Excerpts from a pointing dataset
=======
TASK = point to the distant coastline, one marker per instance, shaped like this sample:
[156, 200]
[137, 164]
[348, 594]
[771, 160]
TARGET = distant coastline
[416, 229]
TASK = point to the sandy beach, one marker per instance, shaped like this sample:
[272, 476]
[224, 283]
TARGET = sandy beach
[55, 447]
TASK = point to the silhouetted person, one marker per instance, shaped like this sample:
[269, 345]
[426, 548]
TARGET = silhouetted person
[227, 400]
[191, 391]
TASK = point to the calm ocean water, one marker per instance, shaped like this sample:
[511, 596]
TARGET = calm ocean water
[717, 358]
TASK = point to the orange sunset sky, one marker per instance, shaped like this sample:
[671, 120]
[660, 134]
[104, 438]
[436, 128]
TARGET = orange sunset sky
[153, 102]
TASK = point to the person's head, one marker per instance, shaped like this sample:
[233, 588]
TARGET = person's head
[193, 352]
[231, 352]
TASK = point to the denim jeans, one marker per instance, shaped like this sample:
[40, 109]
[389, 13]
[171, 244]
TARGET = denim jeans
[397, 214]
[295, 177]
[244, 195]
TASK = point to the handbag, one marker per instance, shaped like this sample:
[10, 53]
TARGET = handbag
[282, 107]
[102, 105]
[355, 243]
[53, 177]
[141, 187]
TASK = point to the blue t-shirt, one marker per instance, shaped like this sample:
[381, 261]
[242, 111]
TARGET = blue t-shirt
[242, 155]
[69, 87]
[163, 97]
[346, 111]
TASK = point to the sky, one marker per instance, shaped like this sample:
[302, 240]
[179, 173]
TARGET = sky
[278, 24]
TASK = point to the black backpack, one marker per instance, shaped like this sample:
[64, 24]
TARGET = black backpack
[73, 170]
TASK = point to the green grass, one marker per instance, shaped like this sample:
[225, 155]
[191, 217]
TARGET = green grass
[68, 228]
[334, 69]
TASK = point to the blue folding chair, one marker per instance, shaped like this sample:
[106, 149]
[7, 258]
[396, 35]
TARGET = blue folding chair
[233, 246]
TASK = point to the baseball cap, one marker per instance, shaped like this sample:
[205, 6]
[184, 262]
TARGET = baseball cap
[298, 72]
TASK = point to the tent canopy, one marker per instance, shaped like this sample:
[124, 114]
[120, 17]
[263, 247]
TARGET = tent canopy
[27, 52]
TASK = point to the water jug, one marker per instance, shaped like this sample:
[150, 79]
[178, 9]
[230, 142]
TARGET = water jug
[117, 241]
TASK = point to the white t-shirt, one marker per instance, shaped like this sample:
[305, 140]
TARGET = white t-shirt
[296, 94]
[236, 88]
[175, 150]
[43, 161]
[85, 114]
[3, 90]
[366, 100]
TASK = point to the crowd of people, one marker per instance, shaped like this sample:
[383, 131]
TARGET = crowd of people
=======
_PROMPT_: Rewrite the part of the items that opens with the line containing "TASK = point to the baseball" and closes at the end of the items, both ends included, keeping the requests and their format samples as they are. Increase every coordinate in the answer points by 85.

_EXERCISE RESULT_:
TASK = point to the baseball cap, one marker per instance, shaped like this sample:
[205, 6]
[184, 262]
TARGET = baseball cap
[383, 157]
TASK = point to the tent canopy, one marker per instance, shaped like this sample:
[124, 114]
[120, 17]
[263, 247]
TARGET = tent canopy
[112, 137]
TASK = point to the water jug, one marker per instance, shaped like this sample:
[150, 79]
[178, 9]
[230, 142]
TARGET = water jug
[202, 326]
TASK = point to the white t-shirt, one marker per instance, shaped like this sample:
[305, 140]
TARGET = white t-shirt
[381, 179]
[321, 173]
[260, 235]
[128, 246]
[170, 199]
[88, 175]
[451, 185]
TASK = point to the crowd of people, one marker per instance, shaped like this sample:
[383, 131]
TARGET = crowd of people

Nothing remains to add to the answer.